Region pointing data:
※

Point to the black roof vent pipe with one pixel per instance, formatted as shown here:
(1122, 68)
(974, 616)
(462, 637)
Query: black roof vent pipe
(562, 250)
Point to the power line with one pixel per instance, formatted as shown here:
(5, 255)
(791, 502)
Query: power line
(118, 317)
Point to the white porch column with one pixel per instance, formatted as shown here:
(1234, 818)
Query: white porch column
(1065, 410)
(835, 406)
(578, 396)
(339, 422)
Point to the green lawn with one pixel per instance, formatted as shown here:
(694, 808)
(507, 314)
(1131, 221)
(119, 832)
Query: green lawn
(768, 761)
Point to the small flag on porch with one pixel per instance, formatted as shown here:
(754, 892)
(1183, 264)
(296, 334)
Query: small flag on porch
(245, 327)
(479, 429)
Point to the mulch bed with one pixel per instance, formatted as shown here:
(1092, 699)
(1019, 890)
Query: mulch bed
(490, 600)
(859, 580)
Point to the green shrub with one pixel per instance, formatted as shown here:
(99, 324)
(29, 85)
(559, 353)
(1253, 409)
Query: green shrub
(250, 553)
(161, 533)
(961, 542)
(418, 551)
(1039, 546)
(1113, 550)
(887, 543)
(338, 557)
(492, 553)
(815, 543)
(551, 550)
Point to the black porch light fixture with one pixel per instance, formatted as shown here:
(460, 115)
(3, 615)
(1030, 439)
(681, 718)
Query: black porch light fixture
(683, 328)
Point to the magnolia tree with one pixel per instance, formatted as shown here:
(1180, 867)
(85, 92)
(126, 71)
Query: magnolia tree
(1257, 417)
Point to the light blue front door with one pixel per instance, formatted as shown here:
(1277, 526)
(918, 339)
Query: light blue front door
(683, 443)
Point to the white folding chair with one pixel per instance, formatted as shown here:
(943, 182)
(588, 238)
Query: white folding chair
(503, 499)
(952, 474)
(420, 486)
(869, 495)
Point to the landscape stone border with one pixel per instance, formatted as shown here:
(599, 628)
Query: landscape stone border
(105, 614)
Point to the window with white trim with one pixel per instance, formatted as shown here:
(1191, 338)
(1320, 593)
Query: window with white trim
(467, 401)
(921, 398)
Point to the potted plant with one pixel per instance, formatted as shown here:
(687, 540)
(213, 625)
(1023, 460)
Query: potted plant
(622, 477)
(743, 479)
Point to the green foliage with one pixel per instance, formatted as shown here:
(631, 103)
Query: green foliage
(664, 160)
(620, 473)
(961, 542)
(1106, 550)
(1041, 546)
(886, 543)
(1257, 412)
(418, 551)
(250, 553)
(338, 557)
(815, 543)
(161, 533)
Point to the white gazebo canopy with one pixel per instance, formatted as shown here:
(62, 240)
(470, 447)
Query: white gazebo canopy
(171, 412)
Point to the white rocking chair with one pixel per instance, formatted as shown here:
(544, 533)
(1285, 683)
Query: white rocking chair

※

Activity: A full, exact repeat of the entries above is required.

Written answer:
Point to the black roof vent pipe with one pixel per instance, formatted as shown here:
(1122, 68)
(974, 616)
(462, 637)
Query: black roof vent pipe
(562, 250)
Point to the power line with one pixel per instance, formatted as shown here:
(5, 255)
(791, 502)
Query: power line
(118, 317)
Point to the white porch column with one pixel per instance, formatted as shown here:
(1234, 818)
Query: white porch column
(1065, 410)
(835, 406)
(578, 396)
(339, 422)
Point to the green lawn with one pixel per instance, formatted as shown here:
(694, 808)
(507, 314)
(1131, 221)
(119, 832)
Query: green lawn
(768, 761)
Point to the small flag on porch with one pixel per instance, formatted as shown here:
(754, 892)
(1183, 264)
(296, 334)
Query: small flag on porch
(245, 327)
(479, 429)
Point to the mulch bed with one pixel per instance, formatted as shown here:
(1092, 699)
(1019, 890)
Query: mulch bed
(490, 600)
(859, 580)
Point to the green shrub with one pixel per instance, formatted as shown here:
(99, 324)
(29, 85)
(559, 353)
(1253, 409)
Query: green shrub
(250, 553)
(161, 533)
(961, 542)
(418, 551)
(1039, 546)
(1113, 550)
(887, 543)
(338, 557)
(492, 553)
(815, 543)
(551, 550)
Point to the black porch light fixture with one pixel per instance, formatted as shown here:
(460, 115)
(3, 615)
(1030, 439)
(681, 718)
Query: black porch light fixture
(683, 328)
Point to the magnolia tree with one pixel per instance, formatted as shown here:
(1180, 867)
(85, 92)
(126, 71)
Query: magnolia tree
(1257, 417)
Point to the light blue front door with one pixel per instance, formatted as shown here:
(1277, 526)
(918, 339)
Query: light blue front door
(683, 443)
Point to the white folding chair with one pixel per instance, formatted as shown here:
(943, 182)
(588, 238)
Query: white folding chair
(503, 499)
(952, 474)
(420, 486)
(869, 495)
Point to the landscape stone border with one pixel per instance, formatted as shown here:
(599, 628)
Query: landscape stone border
(105, 614)
Point to the window with white trim with one pixel per instance, formatted as shown here:
(1191, 338)
(1320, 593)
Query: window with white trim
(467, 401)
(921, 398)
Point to the potted plant with one pixel per instance, formatted as shown here:
(687, 540)
(213, 625)
(1023, 460)
Query: potted plant
(622, 477)
(743, 479)
Point to the green foliage with one pixel per instance, formatted as shown here:
(631, 103)
Query: green foliage
(664, 160)
(620, 473)
(961, 542)
(1106, 550)
(1041, 546)
(886, 543)
(1257, 412)
(418, 551)
(250, 553)
(338, 557)
(815, 543)
(161, 533)
Point to the white gazebo canopy with one pixel per instance, formatted as shown here:
(62, 240)
(470, 447)
Query: white gazebo canopy
(171, 412)
Point to the white rocking chair with one pixel per instance, formatted as shown here:
(544, 533)
(1285, 683)
Query: white rocking chair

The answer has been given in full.